[Referring expression data]
______________________________
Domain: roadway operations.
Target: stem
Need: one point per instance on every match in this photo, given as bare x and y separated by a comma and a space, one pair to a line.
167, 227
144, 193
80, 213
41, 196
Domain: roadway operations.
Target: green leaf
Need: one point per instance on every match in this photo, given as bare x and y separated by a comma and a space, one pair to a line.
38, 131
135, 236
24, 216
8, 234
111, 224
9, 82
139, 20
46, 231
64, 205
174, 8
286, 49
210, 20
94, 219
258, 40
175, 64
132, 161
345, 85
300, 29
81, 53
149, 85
______________________________
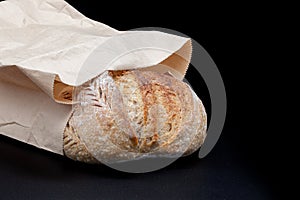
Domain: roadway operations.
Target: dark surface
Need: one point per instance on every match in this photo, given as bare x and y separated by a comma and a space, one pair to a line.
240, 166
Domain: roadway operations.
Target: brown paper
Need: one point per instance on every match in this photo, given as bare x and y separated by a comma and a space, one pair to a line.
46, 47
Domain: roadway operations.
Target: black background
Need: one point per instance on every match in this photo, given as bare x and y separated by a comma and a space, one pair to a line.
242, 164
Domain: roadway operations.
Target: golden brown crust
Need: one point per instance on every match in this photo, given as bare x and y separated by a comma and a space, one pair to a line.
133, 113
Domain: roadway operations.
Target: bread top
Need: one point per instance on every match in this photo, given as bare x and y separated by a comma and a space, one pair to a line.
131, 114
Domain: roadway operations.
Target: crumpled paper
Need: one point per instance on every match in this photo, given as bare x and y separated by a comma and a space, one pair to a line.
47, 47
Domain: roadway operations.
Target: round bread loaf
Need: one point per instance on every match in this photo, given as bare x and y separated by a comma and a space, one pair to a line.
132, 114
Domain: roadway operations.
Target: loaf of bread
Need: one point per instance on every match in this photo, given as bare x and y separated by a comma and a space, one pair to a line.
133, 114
______________________________
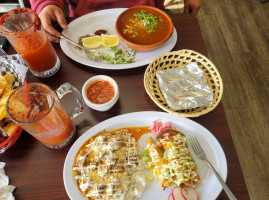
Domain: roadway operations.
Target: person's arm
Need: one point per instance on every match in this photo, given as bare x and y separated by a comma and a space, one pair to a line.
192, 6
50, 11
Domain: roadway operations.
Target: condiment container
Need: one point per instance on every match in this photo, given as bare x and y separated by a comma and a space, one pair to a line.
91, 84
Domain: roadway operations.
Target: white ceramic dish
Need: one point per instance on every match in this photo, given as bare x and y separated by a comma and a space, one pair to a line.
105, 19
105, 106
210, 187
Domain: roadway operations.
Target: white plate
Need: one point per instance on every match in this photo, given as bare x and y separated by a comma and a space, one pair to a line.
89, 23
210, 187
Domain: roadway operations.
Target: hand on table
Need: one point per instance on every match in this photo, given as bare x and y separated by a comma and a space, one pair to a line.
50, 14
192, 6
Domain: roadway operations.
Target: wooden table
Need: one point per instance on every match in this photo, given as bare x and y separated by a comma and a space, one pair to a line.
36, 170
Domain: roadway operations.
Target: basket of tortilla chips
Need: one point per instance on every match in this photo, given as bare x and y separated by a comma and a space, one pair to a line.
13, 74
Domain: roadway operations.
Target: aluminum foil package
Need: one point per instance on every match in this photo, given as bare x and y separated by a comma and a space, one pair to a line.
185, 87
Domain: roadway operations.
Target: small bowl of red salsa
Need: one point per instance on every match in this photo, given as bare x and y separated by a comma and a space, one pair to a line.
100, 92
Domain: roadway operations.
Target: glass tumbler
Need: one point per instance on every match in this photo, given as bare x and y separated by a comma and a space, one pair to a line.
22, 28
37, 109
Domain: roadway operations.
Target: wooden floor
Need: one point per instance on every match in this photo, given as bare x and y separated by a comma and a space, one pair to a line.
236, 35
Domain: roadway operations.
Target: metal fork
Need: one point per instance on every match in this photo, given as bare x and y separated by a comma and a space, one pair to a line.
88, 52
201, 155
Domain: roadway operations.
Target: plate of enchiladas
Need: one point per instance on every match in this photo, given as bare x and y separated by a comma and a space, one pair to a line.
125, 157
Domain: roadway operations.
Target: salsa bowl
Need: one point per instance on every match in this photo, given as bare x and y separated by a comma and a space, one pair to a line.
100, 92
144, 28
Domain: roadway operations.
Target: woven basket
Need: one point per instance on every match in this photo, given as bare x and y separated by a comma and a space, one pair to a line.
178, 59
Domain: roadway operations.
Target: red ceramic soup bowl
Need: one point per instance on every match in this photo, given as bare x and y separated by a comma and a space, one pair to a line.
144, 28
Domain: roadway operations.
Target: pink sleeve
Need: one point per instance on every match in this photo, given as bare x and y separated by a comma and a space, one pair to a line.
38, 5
______________________________
(TASK TO CARRY OUT):
Respond with a number only, please: how many lines in this data include the word "basket".

(RESPONSE TO THIS EXERCISE):
2